Text segment:
Note that there are ‘second waves in certain localities around the country’; it is not very accurate to talk of a ‘second wave in India’.
The second wave will subside when a large proportion of the exposed population develops immunity, either through infection or through vaccination. These include both who protected themselves well in 2020 and those who did not but were fortunate to escape infection.
In the above example, the second wave will subside when around 70 per cent of the 44 per cent residual population of the first wave (that is, 31 per cent of the overall population of the city) acquires antibodies.
How long this will take depends on how big the first wave was and how fast the new infection rate is. By my cynically optimistic back of the envelope (COBOTE) estimates, for cities like Mumbai and Bengaluru, (assuming 10 per cent of the population protected itself properly last year; real cases were 20 times larger than official cases; and an average second wave doubling rate of 20 days) this wave should exhaust itself in around 40 days from now, perhaps faster. This assumes the current pace and strategy of vaccination.
How can the second wave be contained? If 50 per cent of the susceptible population in these cities is vaccinated, the second wave can be contained much faster — within a week in Mumbai, and around three weeks in Bengaluru. This will also prevent subsequent waves in the future. There is thus a case for sharply targeted universal vaccination programmes in affected cities like Mumbai, Pune, Bengaluru, Delhi.
Were you not wrong when you argued that India will not have a major second wave?
In January 2021, I had argued that “it is unlikely that we will have a significant ‘second wave’ across the country, although there will be small second waves in several cities and districts. This does not mean we can drop our guard and get back to pre-pandemic levels of congregation; rather, it means that if we continue to be careful, we will all be safe a few months down the road.”
While I had qualified my assessment with a few caveats, I was wrong to expect that the second wave will be “small” in several cities and districts. I did not anticipate that people would so quickly relax their guard, engage in large gatherings and visit crowded places. The COBOTE model was good enough to estimate when the first wave would end, so I’ve used it again to make estimates for the second wave. Note that this is merely an extremely rough measure to get a better sense of the spread. I am sharing these assessments because some clarity is better than complete uncertainty.
While a faster second wave might appear desirable for things will calm down sooner, the problem is that it will exhaust healthcare capacity quickly. This is already happening in many affected cities. “Flattening the curve” by masking, social distancing and containment strategies is necessary to ensure healthcare facilities are available. This means a longer wave, as we saw last year, but a less lethal one. So well-considered and targeted containment strategies are necessary.
The rest of my The Print columns are here
Why has there been a second wave of coronavirus? The best option, of course, is rapid universal adult vaccination in all second-wave-hit cities and districts. This will both shorten the second wave and reduce the burden on hospitals and medical facilities. We must pursue the vaccination campaign on a war footing.

[Point-per-instance localization data]
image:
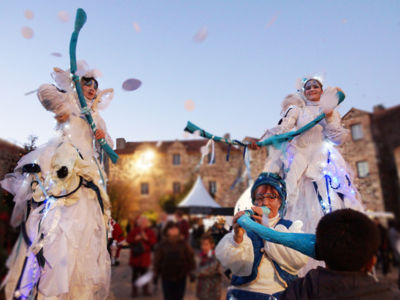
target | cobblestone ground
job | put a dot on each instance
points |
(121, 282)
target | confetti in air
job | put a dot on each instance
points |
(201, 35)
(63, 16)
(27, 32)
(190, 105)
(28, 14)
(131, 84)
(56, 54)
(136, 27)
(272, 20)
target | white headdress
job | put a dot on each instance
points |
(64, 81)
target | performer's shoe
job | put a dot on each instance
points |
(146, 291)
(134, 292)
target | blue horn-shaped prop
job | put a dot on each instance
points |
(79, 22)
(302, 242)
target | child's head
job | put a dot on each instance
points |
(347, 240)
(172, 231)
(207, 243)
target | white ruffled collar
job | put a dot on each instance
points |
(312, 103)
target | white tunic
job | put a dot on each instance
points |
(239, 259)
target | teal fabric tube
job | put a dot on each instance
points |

What the exercise asks:
Reproduce verbatim the stretch of the passage on the second coronavirus wave from "In the above" through "strategy of vaccination.". These rows have no connection to the passage on the second coronavirus wave.

Reply:
In the above example, the second wave will subside when around 70 per cent of the 44 per cent residual population of the first wave (that is, 31 per cent of the overall population of the city) acquires antibodies.
How long this will take depends on how big the first wave was and how fast the new infection rate is. By my cynically optimistic back of the envelope (COBOTE) estimates, for cities like Mumbai and Bengaluru, (assuming 10 per cent of the population protected itself properly last year; real cases were 20 times larger than official cases; and an average second wave doubling rate of 20 days) this wave should exhaust itself in around 40 days from now, perhaps faster. This assumes the current pace and strategy of vaccination.